§ **Task brief**
The entries below need to be transcribed exactly, without their images.

[Opening Information provided section]

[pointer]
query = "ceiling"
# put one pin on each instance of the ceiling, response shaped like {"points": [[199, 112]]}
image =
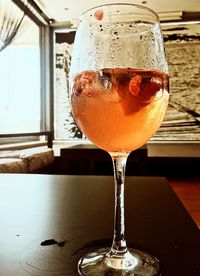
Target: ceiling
{"points": [[65, 10]]}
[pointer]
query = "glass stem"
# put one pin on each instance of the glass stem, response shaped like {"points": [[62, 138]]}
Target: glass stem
{"points": [[119, 242]]}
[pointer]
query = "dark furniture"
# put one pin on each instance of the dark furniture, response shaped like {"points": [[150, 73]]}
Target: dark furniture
{"points": [[45, 219]]}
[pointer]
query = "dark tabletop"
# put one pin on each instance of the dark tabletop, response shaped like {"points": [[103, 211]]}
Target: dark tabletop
{"points": [[46, 219]]}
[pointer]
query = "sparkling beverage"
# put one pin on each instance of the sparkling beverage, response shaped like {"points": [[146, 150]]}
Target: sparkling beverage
{"points": [[119, 109]]}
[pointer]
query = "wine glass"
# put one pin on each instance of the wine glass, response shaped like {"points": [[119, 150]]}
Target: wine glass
{"points": [[119, 96]]}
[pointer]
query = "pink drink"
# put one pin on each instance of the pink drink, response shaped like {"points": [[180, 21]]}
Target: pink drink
{"points": [[119, 109]]}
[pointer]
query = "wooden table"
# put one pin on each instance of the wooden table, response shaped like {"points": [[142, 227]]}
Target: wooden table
{"points": [[45, 219]]}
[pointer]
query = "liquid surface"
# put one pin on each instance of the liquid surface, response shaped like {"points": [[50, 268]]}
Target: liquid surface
{"points": [[119, 109]]}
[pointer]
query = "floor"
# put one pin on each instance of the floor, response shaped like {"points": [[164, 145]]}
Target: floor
{"points": [[188, 192]]}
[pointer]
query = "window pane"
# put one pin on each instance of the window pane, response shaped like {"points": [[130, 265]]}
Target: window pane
{"points": [[65, 127], [20, 82]]}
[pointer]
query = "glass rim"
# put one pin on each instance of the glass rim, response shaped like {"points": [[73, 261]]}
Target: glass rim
{"points": [[121, 4]]}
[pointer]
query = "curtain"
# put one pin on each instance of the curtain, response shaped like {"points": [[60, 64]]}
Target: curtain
{"points": [[11, 18]]}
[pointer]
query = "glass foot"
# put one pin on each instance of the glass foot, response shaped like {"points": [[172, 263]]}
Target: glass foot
{"points": [[134, 262]]}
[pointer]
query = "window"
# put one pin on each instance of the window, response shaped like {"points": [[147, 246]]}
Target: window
{"points": [[182, 44], [20, 91], [64, 125]]}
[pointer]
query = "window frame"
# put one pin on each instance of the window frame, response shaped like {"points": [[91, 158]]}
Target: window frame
{"points": [[46, 83]]}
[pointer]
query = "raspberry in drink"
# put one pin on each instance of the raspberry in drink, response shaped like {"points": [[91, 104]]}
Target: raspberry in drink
{"points": [[119, 109]]}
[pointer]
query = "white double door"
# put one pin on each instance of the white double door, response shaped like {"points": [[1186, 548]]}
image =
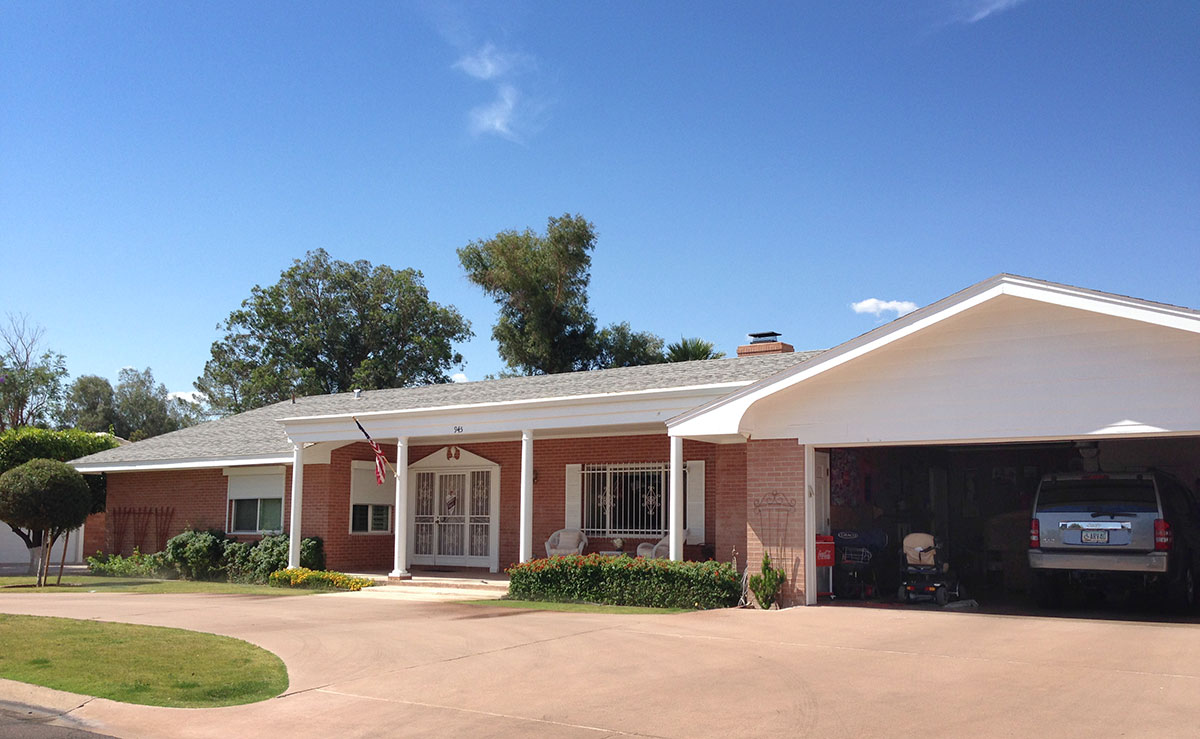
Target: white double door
{"points": [[454, 517]]}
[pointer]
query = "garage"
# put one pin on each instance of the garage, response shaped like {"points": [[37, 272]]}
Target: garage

[Closing Information provided section]

§ **Response area**
[pointer]
query = "ceiling"
# put one pin on each instance of the ceiling, response shaped like {"points": [[199, 112]]}
image =
Target: ceiling
{"points": [[65, 10]]}
[pointer]
query = "glass stem"
# put one pin on each instance of the glass stem, response shaped like {"points": [[62, 138]]}
Target: glass stem
{"points": [[119, 242]]}
[pointer]
query = "dark furniture"
# put one pin on each instance of the dark furniture, response shaped like {"points": [[150, 73]]}
Target: dark furniture
{"points": [[45, 219]]}
[pointer]
query = "dark tabletop"
# put one pin on each instance of the dark tabletop, response shaped like {"points": [[103, 211]]}
Target: dark tabletop
{"points": [[46, 219]]}
[pointer]
query = "sparkling beverage"
# put one pin on each instance of the sparkling beverage, response shaped like {"points": [[146, 150]]}
Target: sparkling beverage
{"points": [[119, 109]]}
[pointer]
query = "wine glass"
# put one pin on each instance of the wine glass, response shaped like {"points": [[119, 150]]}
Target: wine glass
{"points": [[119, 96]]}
[pointer]
query = "pink drink"
# put one pin on each instance of the pink drink, response shaped like {"points": [[180, 21]]}
Target: pink drink
{"points": [[119, 109]]}
[pointer]
query = "wooden table"
# put one pin on each instance of the wooden table, response shaped like {"points": [[142, 227]]}
Target: wooden table
{"points": [[45, 219]]}
[pointer]
query = "liquid surface"
# put one pin on each instance of the liquid surface, response shaped like {"points": [[50, 268]]}
Target: liquid surface
{"points": [[119, 109]]}
[pointer]
query = "floor"
# put one pin on each instance of the floor, response shaped like {"points": [[164, 145]]}
Target: floor
{"points": [[188, 192]]}
[pointer]
query = "window pane"
# put one pin on each instance of the window pane, response shaped like {"points": [[130, 265]]}
Target: window pane
{"points": [[65, 127], [20, 82]]}
[pointer]
query = "glass rim"
# put one pin on each instance of the glass rim, response shaped like {"points": [[73, 261]]}
Target: glass rim
{"points": [[121, 4]]}
[pointer]
query = "curtain"
# put one pin on each instance of the curtain, response shaped like {"points": [[60, 64]]}
Target: curtain
{"points": [[11, 18]]}
[pointer]
query = "glass foot"
# put one pin on each instance of the glass foot, response shaped like {"points": [[172, 263]]}
Target: glass foot
{"points": [[134, 262]]}
[pointer]
query = "window"
# put one pin on each instance of the window, response shaped like {"points": [[147, 246]]}
Target: window
{"points": [[182, 44], [20, 91], [64, 125]]}
[pointer]
query = "window frame"
# put one pin on each instance of the window frame, response shaped like {"points": [[91, 158]]}
Target: window frame
{"points": [[46, 83]]}
[pointer]
query = "raspberry in drink"
# put one pin on each instance of the raspberry in drink, response shaped like {"points": [[91, 104]]}
Target: raspberry in drink
{"points": [[119, 109]]}
[pointer]
query = "white double door"
# put one pin on each instance of the white double door, response shaped like {"points": [[1186, 548]]}
image =
Target: white double door
{"points": [[454, 517]]}
[pointer]
query = "garage"
# put one pin on each instance of the garage, response shaped like {"points": [[37, 272]]}
Target: garage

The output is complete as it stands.